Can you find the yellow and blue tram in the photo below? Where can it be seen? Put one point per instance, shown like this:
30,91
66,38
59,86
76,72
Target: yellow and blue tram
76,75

______________________________

TASK BRIEF
Retype every line of the data above, keeping each word, number, and line break unchanged.

ANSWER FOR THIS EXERCISE
Can you find the yellow and blue tram in the photo below? Where can it be seen? Put one point per instance, shown like this:
30,91
66,38
59,86
76,72
Target: yellow and blue tram
76,75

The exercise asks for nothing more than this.